_Ziel_
Beginne bei der Zeile mit "Presence verification: does any person's" und höre nach der Zeile mit "51, 71, 136, 140" auf. Gib nur diese Zeilen vollständig wieder und skaliere dabei jede Zahl in den Zeilen, die nur aus Koordinaten bestehen, mit dem Faktor 2,6, auf ganze Zahlen gerundet (Hälften aufgerundet); alle übrigen Zeilen bleiben unverändert.

_Gespeicherte Einträge_
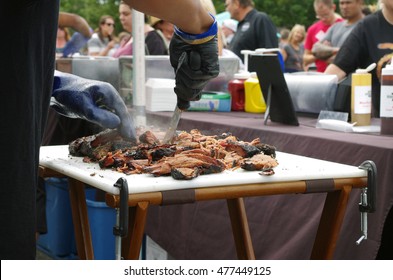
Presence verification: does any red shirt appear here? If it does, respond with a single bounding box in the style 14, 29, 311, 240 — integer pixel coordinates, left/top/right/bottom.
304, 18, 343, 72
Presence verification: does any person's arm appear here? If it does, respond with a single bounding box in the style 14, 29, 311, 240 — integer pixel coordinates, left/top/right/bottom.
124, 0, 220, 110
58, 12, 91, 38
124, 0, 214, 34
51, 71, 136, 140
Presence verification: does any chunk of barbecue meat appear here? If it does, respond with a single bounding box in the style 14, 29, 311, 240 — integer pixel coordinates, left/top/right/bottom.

...

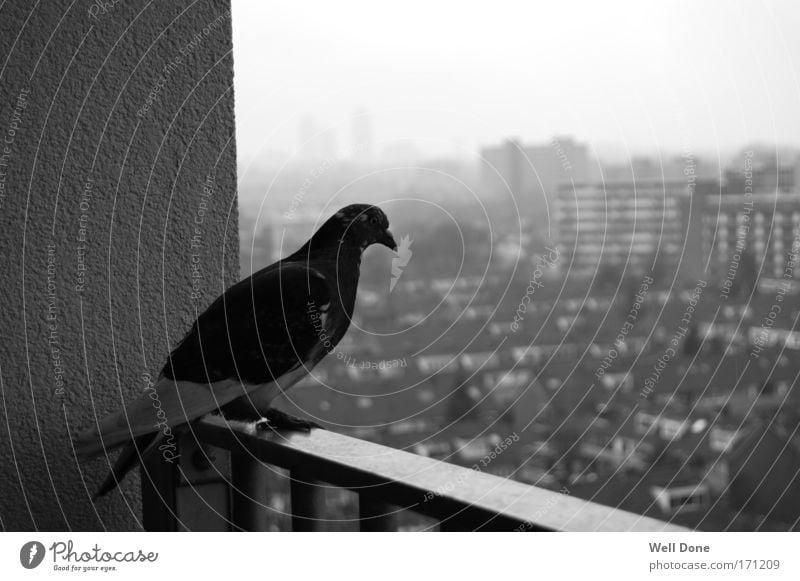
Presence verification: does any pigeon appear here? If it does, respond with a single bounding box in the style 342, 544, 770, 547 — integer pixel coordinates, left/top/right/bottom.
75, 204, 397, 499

_Erledigte Aufgabe_
Presence verification: does any person's arm appear here? If it does, respond with a single bounding box in the style 14, 29, 311, 240 — integer pixel coordinates, left/top/right/bottom.
322, 0, 572, 286
151, 31, 237, 99
322, 0, 556, 88
133, 185, 354, 364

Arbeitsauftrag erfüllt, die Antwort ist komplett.